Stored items

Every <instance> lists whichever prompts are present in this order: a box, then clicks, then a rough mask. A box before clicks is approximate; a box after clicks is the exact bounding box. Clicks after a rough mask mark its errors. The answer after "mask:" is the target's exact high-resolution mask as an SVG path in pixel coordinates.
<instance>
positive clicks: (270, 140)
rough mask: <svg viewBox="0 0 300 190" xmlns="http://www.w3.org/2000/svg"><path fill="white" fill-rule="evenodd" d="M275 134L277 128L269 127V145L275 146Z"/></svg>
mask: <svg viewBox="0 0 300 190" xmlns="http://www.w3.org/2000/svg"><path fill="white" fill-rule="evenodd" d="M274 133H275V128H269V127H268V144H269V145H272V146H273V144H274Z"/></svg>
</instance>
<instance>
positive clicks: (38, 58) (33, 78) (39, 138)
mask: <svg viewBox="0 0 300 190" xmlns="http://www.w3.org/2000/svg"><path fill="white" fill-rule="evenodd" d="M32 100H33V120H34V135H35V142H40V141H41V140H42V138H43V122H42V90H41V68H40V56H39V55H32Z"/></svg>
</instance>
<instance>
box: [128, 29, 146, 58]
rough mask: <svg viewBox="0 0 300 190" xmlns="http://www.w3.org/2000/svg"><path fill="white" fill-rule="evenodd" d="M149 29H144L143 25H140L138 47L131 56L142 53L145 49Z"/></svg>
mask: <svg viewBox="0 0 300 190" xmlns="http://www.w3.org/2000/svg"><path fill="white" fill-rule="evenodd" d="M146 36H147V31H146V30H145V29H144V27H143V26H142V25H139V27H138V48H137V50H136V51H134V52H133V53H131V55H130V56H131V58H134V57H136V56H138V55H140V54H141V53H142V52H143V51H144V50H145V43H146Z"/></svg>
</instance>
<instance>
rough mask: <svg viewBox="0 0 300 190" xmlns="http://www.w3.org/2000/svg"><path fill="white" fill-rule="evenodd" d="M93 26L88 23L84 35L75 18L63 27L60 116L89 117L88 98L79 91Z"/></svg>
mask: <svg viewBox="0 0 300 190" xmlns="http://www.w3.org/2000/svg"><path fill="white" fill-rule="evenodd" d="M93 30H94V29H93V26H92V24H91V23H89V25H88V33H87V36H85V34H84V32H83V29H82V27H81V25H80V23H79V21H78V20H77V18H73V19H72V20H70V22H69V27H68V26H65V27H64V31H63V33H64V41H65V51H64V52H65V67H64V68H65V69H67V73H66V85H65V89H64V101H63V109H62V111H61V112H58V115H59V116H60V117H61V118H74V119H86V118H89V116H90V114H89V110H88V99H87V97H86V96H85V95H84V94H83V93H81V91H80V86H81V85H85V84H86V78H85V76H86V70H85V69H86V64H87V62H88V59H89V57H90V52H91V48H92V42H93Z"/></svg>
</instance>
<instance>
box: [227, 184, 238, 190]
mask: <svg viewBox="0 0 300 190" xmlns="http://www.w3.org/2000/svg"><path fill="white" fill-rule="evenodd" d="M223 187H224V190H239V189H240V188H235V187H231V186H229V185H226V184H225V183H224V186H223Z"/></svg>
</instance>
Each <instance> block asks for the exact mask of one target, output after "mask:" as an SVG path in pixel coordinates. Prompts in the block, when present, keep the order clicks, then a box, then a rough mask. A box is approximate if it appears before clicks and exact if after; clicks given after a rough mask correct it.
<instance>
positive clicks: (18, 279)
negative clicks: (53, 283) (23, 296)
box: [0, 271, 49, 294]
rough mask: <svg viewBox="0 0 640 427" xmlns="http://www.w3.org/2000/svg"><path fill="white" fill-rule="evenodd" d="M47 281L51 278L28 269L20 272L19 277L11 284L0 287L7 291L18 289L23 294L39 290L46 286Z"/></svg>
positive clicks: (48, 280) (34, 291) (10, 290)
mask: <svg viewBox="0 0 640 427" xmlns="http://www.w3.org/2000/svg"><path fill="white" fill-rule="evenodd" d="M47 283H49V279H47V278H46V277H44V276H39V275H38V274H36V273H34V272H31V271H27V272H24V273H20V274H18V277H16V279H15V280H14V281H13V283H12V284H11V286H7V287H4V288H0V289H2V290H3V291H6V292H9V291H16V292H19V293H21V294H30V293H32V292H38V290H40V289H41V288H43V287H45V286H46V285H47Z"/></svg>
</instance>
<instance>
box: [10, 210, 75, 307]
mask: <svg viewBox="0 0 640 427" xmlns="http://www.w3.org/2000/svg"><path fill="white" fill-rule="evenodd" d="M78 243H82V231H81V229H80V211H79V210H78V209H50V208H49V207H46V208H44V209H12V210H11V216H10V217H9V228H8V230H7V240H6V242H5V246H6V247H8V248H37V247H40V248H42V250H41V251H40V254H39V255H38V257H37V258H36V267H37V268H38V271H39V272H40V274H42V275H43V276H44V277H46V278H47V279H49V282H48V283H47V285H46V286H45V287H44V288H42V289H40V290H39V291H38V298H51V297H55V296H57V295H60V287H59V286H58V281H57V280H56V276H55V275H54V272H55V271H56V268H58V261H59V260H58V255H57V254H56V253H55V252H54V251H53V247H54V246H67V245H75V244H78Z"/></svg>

• [Work to be completed] Reproduce the entire listing above verbatim, line for line, without altering anything.

• [Exercise result]
Every <instance> lists whichever prompts are present in this order: a box, then clicks, then a rough mask. A box before clicks is approximate; a box after clicks is the exact bounding box. Clicks after a rough mask mark its errors. The answer after "mask:" is the target's exact high-resolution mask as an SVG path in pixel coordinates.
<instance>
positive clicks: (270, 140)
rough mask: <svg viewBox="0 0 300 190" xmlns="http://www.w3.org/2000/svg"><path fill="white" fill-rule="evenodd" d="M275 134L277 128L269 127V145L275 146Z"/></svg>
mask: <svg viewBox="0 0 300 190" xmlns="http://www.w3.org/2000/svg"><path fill="white" fill-rule="evenodd" d="M274 133H275V128H269V127H268V144H269V145H272V146H273V144H274Z"/></svg>
</instance>
<instance>
positive clicks: (38, 58) (33, 78) (39, 138)
mask: <svg viewBox="0 0 300 190" xmlns="http://www.w3.org/2000/svg"><path fill="white" fill-rule="evenodd" d="M32 100H33V120H34V135H35V142H40V141H41V140H42V138H43V122H42V90H41V68H40V56H39V55H32Z"/></svg>
</instance>
<instance>
box: [128, 29, 146, 58]
rough mask: <svg viewBox="0 0 300 190" xmlns="http://www.w3.org/2000/svg"><path fill="white" fill-rule="evenodd" d="M149 29H144L143 25H140L138 47L131 56L142 53L145 49Z"/></svg>
mask: <svg viewBox="0 0 300 190" xmlns="http://www.w3.org/2000/svg"><path fill="white" fill-rule="evenodd" d="M146 36H147V31H146V30H145V29H144V27H143V26H142V25H139V27H138V48H137V50H136V51H134V52H133V53H131V55H130V56H131V58H134V57H136V56H138V55H140V54H141V53H142V52H143V51H144V50H145V43H146Z"/></svg>
</instance>
<instance>
rough mask: <svg viewBox="0 0 300 190" xmlns="http://www.w3.org/2000/svg"><path fill="white" fill-rule="evenodd" d="M93 26L88 23L84 35L75 18L63 27L60 116L89 117L88 98L79 91Z"/></svg>
mask: <svg viewBox="0 0 300 190" xmlns="http://www.w3.org/2000/svg"><path fill="white" fill-rule="evenodd" d="M93 30H94V29H93V26H92V24H91V23H89V25H88V33H87V36H85V34H84V32H83V29H82V27H81V25H80V23H79V21H78V20H77V18H73V19H72V20H70V22H69V27H68V26H65V27H64V31H63V33H64V41H65V51H64V52H65V67H64V68H65V69H67V73H66V85H65V89H64V101H63V109H62V111H61V112H58V115H59V116H60V117H61V118H74V119H86V118H89V116H90V114H89V110H88V99H87V97H86V96H85V95H84V94H83V93H81V91H80V86H81V85H85V84H86V78H85V76H86V70H85V69H86V64H87V62H88V59H89V57H90V52H91V48H92V42H93Z"/></svg>
</instance>
<instance>
box: [227, 184, 238, 190]
mask: <svg viewBox="0 0 300 190" xmlns="http://www.w3.org/2000/svg"><path fill="white" fill-rule="evenodd" d="M223 187H224V190H239V189H240V188H235V187H231V186H229V185H226V184H225V183H224V186H223Z"/></svg>
</instance>
Each <instance> block asks for the exact mask of one target, output after "mask:" as an SVG path in pixel coordinates. Prompts in the block, when present, keep the order clicks, then a box, then a rough mask. A box is approximate if it appears before clicks and exact if after; clicks given after a rough mask correct it.
<instance>
positive clicks: (18, 279)
negative clicks: (53, 283) (23, 296)
box: [0, 271, 49, 294]
rough mask: <svg viewBox="0 0 640 427" xmlns="http://www.w3.org/2000/svg"><path fill="white" fill-rule="evenodd" d="M47 281L51 278L28 269L20 272L19 277L11 284L0 287L7 291L18 289L23 294L39 290L46 286Z"/></svg>
positive clicks: (48, 280) (34, 291) (10, 290)
mask: <svg viewBox="0 0 640 427" xmlns="http://www.w3.org/2000/svg"><path fill="white" fill-rule="evenodd" d="M47 283H49V279H47V278H46V277H44V276H39V275H38V274H36V273H34V272H31V271H27V272H24V273H20V274H18V277H16V279H15V280H14V281H13V283H12V284H11V286H7V287H4V288H0V289H2V290H3V291H6V292H9V291H16V292H19V293H21V294H30V293H32V292H38V290H40V289H41V288H43V287H45V286H46V285H47Z"/></svg>
</instance>
<instance>
box: [10, 210, 75, 307]
mask: <svg viewBox="0 0 640 427" xmlns="http://www.w3.org/2000/svg"><path fill="white" fill-rule="evenodd" d="M78 243H82V231H81V229H80V211H79V210H78V209H50V208H49V207H46V208H44V209H12V210H11V216H10V217H9V228H8V230H7V240H6V242H5V246H6V247H8V248H37V247H40V248H42V250H41V251H40V254H39V255H38V257H37V258H36V267H37V268H38V271H39V272H40V274H42V275H43V276H44V277H46V278H47V279H49V282H48V283H47V285H46V286H45V287H44V288H42V289H40V290H39V291H38V298H51V297H55V296H57V295H60V287H59V286H58V281H57V280H56V276H55V275H54V272H55V271H56V268H58V261H59V260H58V255H57V254H56V253H55V252H54V251H53V247H54V246H67V245H75V244H78Z"/></svg>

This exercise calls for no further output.